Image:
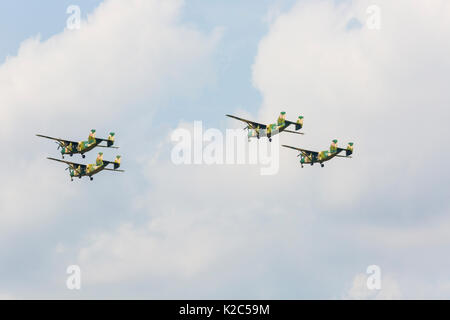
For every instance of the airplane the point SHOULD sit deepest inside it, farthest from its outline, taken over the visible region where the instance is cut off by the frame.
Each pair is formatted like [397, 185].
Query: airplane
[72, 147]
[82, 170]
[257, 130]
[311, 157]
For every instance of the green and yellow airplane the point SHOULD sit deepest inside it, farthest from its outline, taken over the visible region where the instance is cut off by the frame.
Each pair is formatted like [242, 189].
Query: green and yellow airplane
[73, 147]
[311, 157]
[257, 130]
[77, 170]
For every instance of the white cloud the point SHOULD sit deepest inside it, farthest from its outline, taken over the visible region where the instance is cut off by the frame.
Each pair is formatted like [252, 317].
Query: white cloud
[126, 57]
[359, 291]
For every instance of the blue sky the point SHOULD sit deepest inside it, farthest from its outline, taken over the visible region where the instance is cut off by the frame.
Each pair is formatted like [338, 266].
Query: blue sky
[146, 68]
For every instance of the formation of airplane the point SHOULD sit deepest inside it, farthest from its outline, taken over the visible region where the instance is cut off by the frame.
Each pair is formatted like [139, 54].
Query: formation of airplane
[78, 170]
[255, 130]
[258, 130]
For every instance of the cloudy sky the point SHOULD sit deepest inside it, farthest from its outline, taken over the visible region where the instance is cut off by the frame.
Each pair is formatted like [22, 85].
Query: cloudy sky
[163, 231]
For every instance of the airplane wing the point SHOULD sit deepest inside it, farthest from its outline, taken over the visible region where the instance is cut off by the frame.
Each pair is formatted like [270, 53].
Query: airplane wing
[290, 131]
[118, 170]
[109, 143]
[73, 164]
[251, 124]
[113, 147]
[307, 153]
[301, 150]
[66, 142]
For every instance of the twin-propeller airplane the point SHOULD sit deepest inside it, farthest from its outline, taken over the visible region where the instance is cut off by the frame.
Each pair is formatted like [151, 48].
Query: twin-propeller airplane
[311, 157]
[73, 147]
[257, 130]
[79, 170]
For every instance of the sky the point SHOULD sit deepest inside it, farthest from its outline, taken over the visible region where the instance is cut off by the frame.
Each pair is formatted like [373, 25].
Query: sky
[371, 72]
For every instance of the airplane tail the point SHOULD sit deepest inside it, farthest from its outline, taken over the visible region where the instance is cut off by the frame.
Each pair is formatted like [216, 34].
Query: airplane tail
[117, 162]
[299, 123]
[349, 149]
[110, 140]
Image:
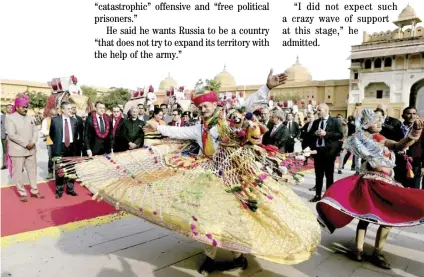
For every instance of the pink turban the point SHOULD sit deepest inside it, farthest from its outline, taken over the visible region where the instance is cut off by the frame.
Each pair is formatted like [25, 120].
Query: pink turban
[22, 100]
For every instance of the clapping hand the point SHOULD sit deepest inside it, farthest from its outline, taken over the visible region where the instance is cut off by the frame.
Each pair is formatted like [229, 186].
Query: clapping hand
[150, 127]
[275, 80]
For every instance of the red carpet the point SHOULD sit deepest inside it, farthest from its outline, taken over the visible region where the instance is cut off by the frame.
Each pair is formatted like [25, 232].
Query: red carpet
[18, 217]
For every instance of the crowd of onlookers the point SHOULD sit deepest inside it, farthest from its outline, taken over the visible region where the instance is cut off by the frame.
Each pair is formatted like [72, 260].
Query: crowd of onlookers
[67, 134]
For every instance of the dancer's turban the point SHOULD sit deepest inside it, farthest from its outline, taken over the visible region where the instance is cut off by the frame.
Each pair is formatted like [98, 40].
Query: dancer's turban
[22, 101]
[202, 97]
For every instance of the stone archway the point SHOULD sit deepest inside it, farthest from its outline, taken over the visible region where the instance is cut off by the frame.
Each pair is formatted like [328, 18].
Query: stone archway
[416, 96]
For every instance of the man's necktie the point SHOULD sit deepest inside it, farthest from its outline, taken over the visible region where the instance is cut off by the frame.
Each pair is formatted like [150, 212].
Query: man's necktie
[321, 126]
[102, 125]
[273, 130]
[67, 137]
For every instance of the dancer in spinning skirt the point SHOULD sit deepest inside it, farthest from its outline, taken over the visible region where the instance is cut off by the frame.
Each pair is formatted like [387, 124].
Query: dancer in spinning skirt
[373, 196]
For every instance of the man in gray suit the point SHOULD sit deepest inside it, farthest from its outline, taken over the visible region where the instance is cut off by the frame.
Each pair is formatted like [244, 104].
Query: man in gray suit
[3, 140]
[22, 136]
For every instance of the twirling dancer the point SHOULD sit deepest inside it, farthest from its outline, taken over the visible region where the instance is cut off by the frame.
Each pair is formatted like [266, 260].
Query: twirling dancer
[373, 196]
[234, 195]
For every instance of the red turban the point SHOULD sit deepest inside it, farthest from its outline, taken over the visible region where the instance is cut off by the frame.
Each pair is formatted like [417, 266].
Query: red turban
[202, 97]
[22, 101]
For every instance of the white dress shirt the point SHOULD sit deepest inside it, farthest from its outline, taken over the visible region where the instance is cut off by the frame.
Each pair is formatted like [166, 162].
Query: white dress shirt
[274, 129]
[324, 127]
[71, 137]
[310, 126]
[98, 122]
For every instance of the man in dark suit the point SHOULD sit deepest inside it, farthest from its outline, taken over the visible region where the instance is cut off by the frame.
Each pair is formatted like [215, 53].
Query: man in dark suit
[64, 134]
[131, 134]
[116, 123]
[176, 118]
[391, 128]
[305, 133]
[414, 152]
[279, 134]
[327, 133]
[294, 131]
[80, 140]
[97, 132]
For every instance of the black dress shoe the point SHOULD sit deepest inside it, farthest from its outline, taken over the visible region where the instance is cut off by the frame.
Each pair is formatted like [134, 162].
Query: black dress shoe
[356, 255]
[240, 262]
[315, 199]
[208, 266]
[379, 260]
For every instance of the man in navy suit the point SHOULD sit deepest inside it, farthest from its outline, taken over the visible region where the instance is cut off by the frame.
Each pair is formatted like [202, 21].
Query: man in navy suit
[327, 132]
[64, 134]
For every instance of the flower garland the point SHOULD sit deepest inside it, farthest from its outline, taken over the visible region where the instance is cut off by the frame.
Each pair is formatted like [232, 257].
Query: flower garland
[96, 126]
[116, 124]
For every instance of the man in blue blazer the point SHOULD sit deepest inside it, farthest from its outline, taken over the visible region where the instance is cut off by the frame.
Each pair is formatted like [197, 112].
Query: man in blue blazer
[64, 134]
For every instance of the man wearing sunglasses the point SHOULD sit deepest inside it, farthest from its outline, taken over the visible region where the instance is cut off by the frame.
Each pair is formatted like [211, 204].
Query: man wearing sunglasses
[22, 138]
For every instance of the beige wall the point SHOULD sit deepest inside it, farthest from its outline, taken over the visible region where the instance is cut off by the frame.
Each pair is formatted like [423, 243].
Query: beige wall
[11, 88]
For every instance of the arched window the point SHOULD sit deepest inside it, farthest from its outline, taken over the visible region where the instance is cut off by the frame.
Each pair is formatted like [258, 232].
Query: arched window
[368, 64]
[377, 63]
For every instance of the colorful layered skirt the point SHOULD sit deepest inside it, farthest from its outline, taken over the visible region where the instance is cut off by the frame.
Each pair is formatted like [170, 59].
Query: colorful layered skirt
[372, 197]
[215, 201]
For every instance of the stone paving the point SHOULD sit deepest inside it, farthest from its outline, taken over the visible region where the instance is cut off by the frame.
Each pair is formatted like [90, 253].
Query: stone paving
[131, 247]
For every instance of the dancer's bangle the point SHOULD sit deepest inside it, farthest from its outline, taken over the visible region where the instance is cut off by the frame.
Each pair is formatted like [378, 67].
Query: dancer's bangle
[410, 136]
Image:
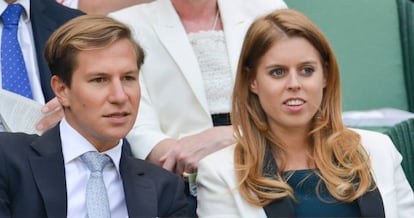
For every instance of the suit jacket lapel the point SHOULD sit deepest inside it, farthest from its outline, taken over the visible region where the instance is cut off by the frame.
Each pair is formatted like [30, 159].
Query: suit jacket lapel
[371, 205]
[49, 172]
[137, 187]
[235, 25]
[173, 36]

→ **PROBLEM DETAILS**:
From the listing above, print every entry precisely and drop the pictures.

→ **ANSWER TO THE EXERCISE**:
Image:
For every instance of the airplane the point SHOULD sit deepest inside it, farthest from its outline, taken over the visible region where the instance is cut off by the frame.
Each pair is formatted like [397, 185].
Query: airplane
[72, 147]
[82, 170]
[257, 130]
[311, 157]
For every instance of the green and yellow airplane the point SHOULD sit deepest inside it, farthest from its outline, taken over the visible region where the instance is cut off by the frame.
Each pair is formatted like [242, 189].
Query: green and yellow airplane
[73, 147]
[311, 157]
[257, 130]
[77, 170]
For every instance of the white cloud the point SHOULD sit deepest inside it, farthest from its outline, taken over the visible region where the instance is cut off by the frame.
Each pair is formatted like [252, 317].
Query: white cloud
[126, 57]
[359, 291]
For every instance of the blue sky the point SHOULD sit deepest inside it, farthest from its outline, taken over the visible region where the instance is cut off by the frame.
Each pair is formatted like [338, 266].
Query: blue sky
[146, 68]
For every instance of the formation of airplane the point SHOULD sit deepest inside it, farthest from its outline, taken over the visible region where the instance is cut off by the frame.
Each pair is formatted like [139, 54].
Query: formation of airplane
[78, 170]
[255, 130]
[258, 130]
For every instance of the cloudy sky the point SHOULD sit deepest inside it, farthest from its outline, taken over the visible region where the instance is cut off by the frame.
Each pair is formatted like [22, 85].
Query: cloudy sky
[163, 231]
For every instance of the airplane wing the point SHOULD sit deepest inside it, farthest from its outline, taken over the visible region where the instance is cut off by the frame.
Each pair is formatted like [270, 53].
Query: airplane wing
[290, 131]
[118, 170]
[109, 143]
[73, 164]
[251, 124]
[113, 147]
[307, 153]
[301, 150]
[66, 142]
For every instance of the twin-propeller airplane the point SHOULD sit deepest inside it, farthest from its outline, taken over the visible region where the instance is cut off by the frame.
Each pair is formatted like [151, 48].
Query: twin-propeller airplane
[311, 157]
[73, 147]
[257, 130]
[79, 170]
For every instance of the sky the point SHOULD sit deepest inside it, farthest from its outline, taken over the visible region where the instance is cut off by the frame.
Each pair is formatted like [373, 25].
Query: sky
[371, 72]
For every instance of the airplane tail the point SHOULD sit deepest inside it, farthest from its outline, taken over the visible region where the instance is cut off by the frame.
Each pair is formatted like [216, 34].
Query: airplane tail
[117, 162]
[299, 123]
[349, 149]
[110, 140]
Image:
For every instance of the pink turban the point SHOULD sit deepest inside it, farthest from its outline, taken over the visible region where the instance is cut off by the frame.
Each pair is formatted like [25, 120].
Query: pink turban
[22, 100]
For every instance of the clapping hand the point SHOULD sit deepest inside it, farthest from its outline, taken over the visible region where the instance is cut off by the frame.
Each pair is formatted like [229, 186].
Query: clapping hand
[150, 127]
[275, 80]
For every instance of the red carpet the point SHOULD sit deepest inside it, farthest from its outline, taken over the visible region where the instance is cut off by the frame.
Each pair is formatted like [25, 232].
Query: red carpet
[18, 217]
For every instance of the crowd of onlookers the point SHOULD sit deepest inside it, farthest from its outline, taken over the visible region where the instance is cut off by the frame.
Each pair is formatted like [72, 260].
Query: crowd of onlookers
[67, 134]
For every instance of the dancer's turban the point SHOULD sit deepest inside it, farthest from its outline, taken over the visible region where the instance is cut off by the frame.
Each pair is formatted like [98, 40].
Query: dancer's turban
[22, 101]
[202, 97]
For every instance of the stone archway the point SHOULD sit deepest inside it, farthest from its outline, taken over the visible region where the instance is cut off by the frame.
Each pair is formatted like [328, 18].
Query: stone archway
[416, 96]
For every instance of the man's necktie the point SHOULD sit deepest inside it, farthest from its outline, taken over the visible region where the instance is cut off by the frame.
Each pair is formatted like [150, 212].
Query: man's necktie
[321, 126]
[102, 125]
[273, 130]
[67, 137]
For every instance of the dancer in spinning skirt the point SHOULD sit deepest inside it, farthest from its outline, taken over the visible region where the instance is cut off by the frame.
Each pair is formatted like [387, 124].
Query: dancer in spinning skirt
[373, 196]
For every instance of the man in gray suit the point SHOULD sit deepest inside it, farthest from its outline, taken over the visible region where the instance is cut off by the frame.
Each pair is formatted like [244, 104].
Query: man in gray suit
[3, 140]
[22, 136]
For every instance of the twirling dancer the point SHOULD sit deepest inside it, farthest from its outline, taken over the visible region where the instance is cut off by the frame.
Each pair is formatted like [266, 260].
Query: twirling dancer
[373, 196]
[234, 195]
For every instance of the red turban the point SHOULD sit deepest inside it, farthest from its outline, taken over the visible region where the instance is cut off by the frame.
Each pair is formatted like [417, 266].
Query: red turban
[202, 97]
[22, 101]
For every instance of the white dress shirt the point SHOULD sit deepest inside it, farthest from its outline, taken over the visible region where the instance is cut off by the frame.
Each pair is formatted like [166, 162].
Query: white dress shirt
[274, 129]
[324, 127]
[71, 137]
[310, 126]
[98, 122]
For every instance of the man in dark suit the point SHOULD sit deepest inside it, farthest from its outline, taken over the visible region where the instance is cut off by the frame.
Each pair is formatted like [215, 53].
Query: man in dark suit
[64, 134]
[131, 134]
[116, 123]
[176, 118]
[391, 128]
[305, 133]
[414, 152]
[279, 134]
[327, 133]
[294, 131]
[80, 140]
[97, 132]
For every instance of the black dress shoe the point SHOULD sit deepest inside it, farthest from its outline, taken over the visible region where the instance is cut off by the frame.
Each pair is formatted like [134, 162].
Query: black dress shoe
[356, 255]
[240, 262]
[315, 199]
[208, 266]
[379, 260]
For every instance of the man in navy suit the point SHOULD sit deepest inside it, farthest from its outline, taken over the visible region where the instance is cut off by the frame.
Each pair is formatted like [202, 21].
Query: man in navy suit
[327, 132]
[64, 134]
For every instance of the flower garland the point SHOULD sit deepest inside it, farthest from its outline, taken over the visible region where the instance is cut off by the frame.
Each pair is formatted like [232, 257].
Query: flower garland
[96, 126]
[116, 124]
For every instance of the man in blue blazer the point SHOULD sit deepest inside it, farthest from its outline, taken over the visible region where the instance is cut off by the frame.
Each pair is formatted like [197, 112].
Query: man in blue blazer
[64, 134]
For every instance of the man wearing sunglasses the point SHOULD sit deepest inside it, farthest from its outline, taken over the visible region where the instance is cut off by the frame.
Each pair is formatted like [211, 204].
Query: man wearing sunglasses
[22, 138]
For every instance of the beige wall the point SHOULD sit deepest inside it, farthest from its outline, taken over the visible region where the instance is cut off by the frame.
Each pair is formatted like [423, 243].
Query: beige wall
[11, 88]
For every instance of the arched window the point SHOULD sit deepest inside it, farthest from its outline, taken over the visible region where the instance is cut off by the frame.
Each pair is formatted like [258, 232].
Query: arched window
[368, 64]
[377, 63]
For every instance of the colorful layered skirt the point SHOULD sit deepest inside it, farthest from its outline, taken over the visible region where the instance is cut off by the frame.
Each pair is formatted like [170, 59].
Query: colorful layered skirt
[372, 197]
[215, 201]
For every instance of the stone paving the point SHOULD sit deepest inside it, farthest from its outline, taken over the visible region where the instance is cut off by the frame.
Each pair is formatted like [90, 253].
Query: stone paving
[131, 247]
For every instance of the dancer's bangle the point SHOULD sit deepest inside it, farthest from its outline, taken over the visible region where the instance is cut off by the frame.
Each pair is formatted like [378, 67].
Query: dancer's bangle
[410, 136]
Image:
For every instance of the suit jacket lapel the point SHOULD sit deepest inside it, farthest from its outline, taken over the visible region where the instance is cut off by the frame.
Each pair is formatted like [30, 159].
Query: suit jacket lapel
[371, 205]
[49, 172]
[137, 187]
[235, 25]
[173, 36]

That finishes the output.